What is being asked:
Write out every entry word for word.

Material for this exercise:
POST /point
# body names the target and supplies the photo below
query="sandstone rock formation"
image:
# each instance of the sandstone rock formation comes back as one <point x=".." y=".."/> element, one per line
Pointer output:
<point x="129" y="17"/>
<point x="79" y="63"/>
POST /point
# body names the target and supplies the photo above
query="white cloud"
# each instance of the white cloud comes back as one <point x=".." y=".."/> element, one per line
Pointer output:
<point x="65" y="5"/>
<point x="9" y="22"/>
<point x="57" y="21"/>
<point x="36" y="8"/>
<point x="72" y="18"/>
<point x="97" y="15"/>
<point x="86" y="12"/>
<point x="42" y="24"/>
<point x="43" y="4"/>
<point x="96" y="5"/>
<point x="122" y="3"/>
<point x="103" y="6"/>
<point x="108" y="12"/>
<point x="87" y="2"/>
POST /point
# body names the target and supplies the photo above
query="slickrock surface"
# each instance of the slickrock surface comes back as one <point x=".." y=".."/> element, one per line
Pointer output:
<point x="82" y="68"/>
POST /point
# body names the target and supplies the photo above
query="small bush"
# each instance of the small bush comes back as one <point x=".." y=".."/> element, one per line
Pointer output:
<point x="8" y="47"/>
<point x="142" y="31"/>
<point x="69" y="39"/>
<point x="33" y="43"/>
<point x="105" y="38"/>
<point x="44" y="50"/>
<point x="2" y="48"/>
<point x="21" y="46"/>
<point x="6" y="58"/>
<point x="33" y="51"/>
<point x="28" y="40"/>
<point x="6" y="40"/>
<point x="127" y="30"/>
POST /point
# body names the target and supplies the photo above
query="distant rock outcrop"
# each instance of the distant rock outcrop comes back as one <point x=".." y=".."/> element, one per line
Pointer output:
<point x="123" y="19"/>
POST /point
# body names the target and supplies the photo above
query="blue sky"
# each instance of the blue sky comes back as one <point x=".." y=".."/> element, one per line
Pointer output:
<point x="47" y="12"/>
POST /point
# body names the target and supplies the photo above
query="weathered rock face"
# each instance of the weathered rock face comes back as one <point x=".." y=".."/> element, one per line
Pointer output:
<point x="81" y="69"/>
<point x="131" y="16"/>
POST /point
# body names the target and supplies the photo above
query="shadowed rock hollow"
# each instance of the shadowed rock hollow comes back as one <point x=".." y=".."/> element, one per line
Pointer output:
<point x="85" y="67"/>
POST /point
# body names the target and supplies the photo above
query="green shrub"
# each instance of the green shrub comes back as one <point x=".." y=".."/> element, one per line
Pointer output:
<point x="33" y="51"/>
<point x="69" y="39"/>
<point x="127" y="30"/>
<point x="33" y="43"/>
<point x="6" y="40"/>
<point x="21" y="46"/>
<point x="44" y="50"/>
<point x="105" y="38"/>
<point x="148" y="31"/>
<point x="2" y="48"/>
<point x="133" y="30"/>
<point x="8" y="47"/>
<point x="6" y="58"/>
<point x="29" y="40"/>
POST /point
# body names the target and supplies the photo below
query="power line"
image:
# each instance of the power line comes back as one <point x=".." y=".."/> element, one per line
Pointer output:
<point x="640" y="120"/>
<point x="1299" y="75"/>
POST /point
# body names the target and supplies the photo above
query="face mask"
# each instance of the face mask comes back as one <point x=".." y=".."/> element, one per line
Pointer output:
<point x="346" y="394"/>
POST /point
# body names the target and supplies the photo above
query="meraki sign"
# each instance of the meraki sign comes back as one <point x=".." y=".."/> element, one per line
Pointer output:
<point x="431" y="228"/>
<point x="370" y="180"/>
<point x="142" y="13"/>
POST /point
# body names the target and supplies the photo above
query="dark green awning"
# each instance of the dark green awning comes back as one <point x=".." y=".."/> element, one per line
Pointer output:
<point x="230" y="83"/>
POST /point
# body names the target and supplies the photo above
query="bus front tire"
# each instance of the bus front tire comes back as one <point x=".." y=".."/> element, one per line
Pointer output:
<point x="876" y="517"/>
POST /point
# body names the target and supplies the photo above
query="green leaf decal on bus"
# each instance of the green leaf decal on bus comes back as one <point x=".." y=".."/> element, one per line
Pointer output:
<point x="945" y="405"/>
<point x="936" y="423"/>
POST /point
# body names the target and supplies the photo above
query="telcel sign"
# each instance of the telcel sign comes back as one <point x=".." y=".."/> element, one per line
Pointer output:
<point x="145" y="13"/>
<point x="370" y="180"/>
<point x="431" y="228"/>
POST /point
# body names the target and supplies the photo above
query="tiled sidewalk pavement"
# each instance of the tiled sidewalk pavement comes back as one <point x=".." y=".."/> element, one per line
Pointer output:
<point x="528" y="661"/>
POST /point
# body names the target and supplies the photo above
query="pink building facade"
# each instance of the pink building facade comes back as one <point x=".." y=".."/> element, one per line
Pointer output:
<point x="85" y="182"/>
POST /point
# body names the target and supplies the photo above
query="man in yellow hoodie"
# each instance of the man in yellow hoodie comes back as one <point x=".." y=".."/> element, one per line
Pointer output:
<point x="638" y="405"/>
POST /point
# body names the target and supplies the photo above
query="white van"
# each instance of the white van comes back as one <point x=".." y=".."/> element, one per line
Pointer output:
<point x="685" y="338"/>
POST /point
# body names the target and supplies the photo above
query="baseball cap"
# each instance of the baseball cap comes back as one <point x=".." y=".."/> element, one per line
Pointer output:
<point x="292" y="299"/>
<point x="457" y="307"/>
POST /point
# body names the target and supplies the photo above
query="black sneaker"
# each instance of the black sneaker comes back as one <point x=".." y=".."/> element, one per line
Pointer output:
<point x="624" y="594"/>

Output of the exercise:
POST /point
# body names the target and supplies the photo below
query="sandstone rock formation"
image:
# each instance of the sandstone rock formation comes back as one <point x=".." y=".."/> element, one per line
Pointer output:
<point x="129" y="17"/>
<point x="79" y="63"/>
POST /point
# body names the target and supplies the photo above
query="white cloud"
# each instance of the white cloud comes back as one <point x=".." y=".."/> element, one per line
Pointer output:
<point x="65" y="5"/>
<point x="9" y="22"/>
<point x="57" y="21"/>
<point x="36" y="8"/>
<point x="72" y="18"/>
<point x="97" y="15"/>
<point x="86" y="12"/>
<point x="42" y="24"/>
<point x="43" y="4"/>
<point x="96" y="5"/>
<point x="122" y="3"/>
<point x="103" y="6"/>
<point x="108" y="12"/>
<point x="87" y="2"/>
POST /point
# body names the target and supplies the photo above
query="slickrock surface"
# each instance of the slickrock surface comes back as one <point x=".." y=".."/> element, one per line
Pointer output:
<point x="82" y="68"/>
POST /point
# body names the target and supplies the photo above
query="small bush"
# each instance of the small bush comes back as one <point x=".." y=".."/> element, one per line
Pointer output:
<point x="8" y="47"/>
<point x="142" y="31"/>
<point x="69" y="39"/>
<point x="33" y="43"/>
<point x="105" y="38"/>
<point x="44" y="50"/>
<point x="2" y="48"/>
<point x="21" y="46"/>
<point x="6" y="58"/>
<point x="33" y="51"/>
<point x="28" y="40"/>
<point x="6" y="40"/>
<point x="127" y="30"/>
POST /point
# body names the target and supplies the photo above
query="distant rock outcrop"
# each instance of the distant rock outcrop comes back as one <point x=".." y=".."/> element, one per line
Pointer output:
<point x="123" y="19"/>
POST /point
# body names the target and supplies the photo above
query="blue sky"
# each instance of the blue sky comes back as one <point x=".." y=".."/> element, one per line
Pointer output:
<point x="47" y="12"/>
POST /point
# body names the target and supplies the photo above
query="weathered rock face"
# each instance of the weathered rock face comes back as one <point x=".." y=".."/> element, one per line
Pointer output:
<point x="81" y="69"/>
<point x="131" y="16"/>
POST /point
# body names the target and supplies the photo above
query="shadowed rock hollow"
# each instance of the shadowed rock hollow comes back as one <point x=".." y=".."/> element, one per line
Pointer output:
<point x="85" y="67"/>
POST /point
# body names the target and supplies the photo above
query="green shrub"
# each instance of the green shrub comes back as one <point x=".." y=".."/> element, one per line
Pointer output:
<point x="33" y="51"/>
<point x="69" y="39"/>
<point x="127" y="30"/>
<point x="33" y="43"/>
<point x="6" y="40"/>
<point x="21" y="46"/>
<point x="44" y="50"/>
<point x="105" y="38"/>
<point x="148" y="31"/>
<point x="2" y="48"/>
<point x="133" y="30"/>
<point x="8" y="47"/>
<point x="6" y="58"/>
<point x="29" y="40"/>
POST /point
# body names the target and supplies the photo below
query="power line"
image:
# each instance of the power line comes back as one <point x=".." y=".."/> element, one per line
Pointer output:
<point x="640" y="120"/>
<point x="1299" y="75"/>
POST /point
# body names the target and supplies the photo above
query="face mask"
# each instance of the face mask comes back as one <point x=".." y=".."/> element, one per line
Pointer output:
<point x="346" y="394"/>
POST /point
# body names the target and supplies the photo above
query="meraki sign"
# each instance of the meraki sign comes back as one <point x=".." y=".."/> element, one per line
Pointer output:
<point x="431" y="228"/>
<point x="370" y="180"/>
<point x="142" y="13"/>
POST /point
# body names the target and supplies the photo above
query="dark green awning"
# each instance of the dark green awning comes back as one <point x=".." y=".."/> element, one per line
Pointer output:
<point x="230" y="83"/>
POST /point
# body names the target and supplies the photo above
query="bus front tire"
# each instance of the bus front tire comes back as one <point x=".." y=".."/> element, one per line
Pointer output:
<point x="876" y="517"/>
POST /point
# body names the target and supplies the photo above
query="green leaf decal on bus"
# each instance of the green leaf decal on bus comes back as one <point x=".." y=".."/> element, one per line
Pointer output:
<point x="945" y="405"/>
<point x="936" y="423"/>
POST /point
# body names the target and supplies the photo above
query="telcel sign"
# each instance of the telcel sign comes back as one <point x=".." y=".."/> element, one per line
Pointer output:
<point x="145" y="13"/>
<point x="370" y="180"/>
<point x="431" y="228"/>
POST /point
# body names the target and supplies the photo above
query="tiled sidewalk pavement"
# each instance of the tiled sidewalk pavement comes back as one <point x=".." y=".."/> element, one per line
Pointer output:
<point x="528" y="661"/>
POST /point
# body names the target and supplies the photo above
query="pink building facade"
# each instance of the pink building facade comes back as one <point x=".." y=".."/> element, one per line
Pointer output:
<point x="85" y="182"/>
POST /point
# body names the target and supplies the photo above
query="man in yellow hoodie"
# each instance of the man in yellow hoodie comes back as one <point x=".." y=".."/> element, one per line
Pointer output:
<point x="638" y="405"/>
POST /point
# body names the target and supplies the photo above
query="white van"
# each instance of the white van comes back as one <point x=".." y=".."/> element, one per line
Pointer output:
<point x="685" y="338"/>
POST /point
# body names the target and supplies the photo above
query="baseball cap"
# each instance of the baseball cap comes back as one <point x=".." y=".."/> element, one per line
Pointer output:
<point x="292" y="299"/>
<point x="457" y="307"/>
POST /point
# body names the target and supplies the photo above
query="black sneaker"
# each instance of the black sneaker comes back as one <point x=".." y=".."/> element, one per line
Pointer output:
<point x="624" y="594"/>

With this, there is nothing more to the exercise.